Un viaggio nel progressive canterburyano – CARAVAN

Caravan-CaravanIl primo album dei Caravan resterà nella storia. Strutture interessanti e grandi musicisti fanno di questo album un vero capolavoro. Non perdetevelo!

Il primo album dei Caravan prende direttamente il nome – come del resto accade sempre agli esordi – dal gruppo stesso che lo realizzò e del quale facevano parte Pye Hastings alla chitarra, basso e voce, Richard Sinclair alla chitarra, al basso ed alla voce, il fratello di quest’ultimo David Sinclair all’organo, pianoforte e voce, e Richard Coughlan alla batteria.

La band si era formata dallo scioglimento dei Wilde Flowers, gruppo progenitore del sound canterburiano di cui facevano parte anche musicisti entrati di diritto nella storia come Kevin Ayers e Robert Wyatt che però presero un’altra strada, certamente non meno leggendaria, anzi.

Di questa famiglia faceva parte anche un certo Daevid Allen che si guadagna sin da subito la nomina di musicista alternativo e progressivo. Per dirla in poche parole, da questo sconosciuto gruppo, quello dei Wilde Flowers,  nascono e crescono i fautori di un modo nuovo di intendere e concepire la musica che sarà poi etichettata come Canterbury Sound  e che nei Soft Machine e nei Caravan vedrà le proprie punte di diamante.

################

Consegna a => Trascrivi per intero e senza alcuna modifica il brano sul primo album dei Caravan.

################

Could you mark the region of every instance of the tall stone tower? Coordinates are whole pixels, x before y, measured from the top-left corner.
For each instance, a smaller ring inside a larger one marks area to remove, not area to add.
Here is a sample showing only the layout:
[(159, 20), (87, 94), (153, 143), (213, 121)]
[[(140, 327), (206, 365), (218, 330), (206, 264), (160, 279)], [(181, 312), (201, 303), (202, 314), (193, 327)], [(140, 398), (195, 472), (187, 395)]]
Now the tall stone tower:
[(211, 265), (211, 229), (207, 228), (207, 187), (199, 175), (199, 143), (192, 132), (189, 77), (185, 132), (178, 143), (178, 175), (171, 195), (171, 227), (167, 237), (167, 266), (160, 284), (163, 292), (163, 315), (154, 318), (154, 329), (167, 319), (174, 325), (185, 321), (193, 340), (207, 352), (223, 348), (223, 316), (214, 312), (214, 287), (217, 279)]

################

Consegna b => Riscrivi come elenco numerato tutte le righe dei dati in ingresso riportati sopra, tralasciando quelle vuote.

Risposta corretta a =>
Un viaggio nel progressive canterburyano – CARAVAN

Caravan-CaravanIl primo album dei Caravan resterà nella storia. Strutture interessanti e grandi musicisti fanno di questo album un vero capolavoro. Non perdetevelo!

Il primo album dei Caravan prende direttamente il nome – come del resto accade sempre agli esordi – dal gruppo stesso che lo realizzò e del quale facevano parte Pye Hastings alla chitarra, basso e voce, Richard Sinclair alla chitarra, al basso ed alla voce, il fratello di quest’ultimo David Sinclair all’organo, pianoforte e voce, e Richard Coughlan alla batteria.

La band si era formata dallo scioglimento dei Wilde Flowers, gruppo progenitore del sound canterburiano di cui facevano parte anche musicisti entrati di diritto nella storia come Kevin Ayers e Robert Wyatt che però presero un’altra strada, certamente non meno leggendaria, anzi.

Di questa famiglia faceva parte anche un certo Daevid Allen che si guadagna sin da subito la nomina di musicista alternativo e progressivo. Per dirla in poche parole, da questo sconosciuto gruppo, quello dei Wilde Flowers,  nascono e crescono i fautori di un modo nuovo di intendere e concepire la musica che sarà poi etichettata come Canterbury Sound  e che nei Soft Machine e nei Caravan vedrà le proprie punte di diamante.

Risposta corretta b =>
1. Could you mark the region of every instance of the tall stone tower? Coordinates are whole pixels, x before y, measured from the top-left corner.
2. For each instance, a smaller ring inside a larger one marks area to remove, not area to add.
3. Here is a sample showing only the layout:
4. [(159, 20), (87, 94), (153, 143), (213, 121)]
5. [[(140, 327), (206, 365), (218, 330), (206, 264), (160, 279)], [(181, 312), (201, 303), (202, 314), (193, 327)], [(140, 398), (195, 472), (187, 395)]]
6. Now the tall stone tower:
7. [(211, 265), (211, 229), (207, 228), (207, 187), (199, 175), (199, 143), (192, 132), (189, 77), (185, 132), (178, 143), (178, 175), (171, 195), (171, 227), (167, 237), (167, 266), (160, 284), (163, 292), (163, 315), (154, 318), (154, 329), (167, 319), (174, 325), (185, 321), (193, 340), (207, 352), (223, 348), (223, 316), (214, 312), (214, 287), (217, 279)]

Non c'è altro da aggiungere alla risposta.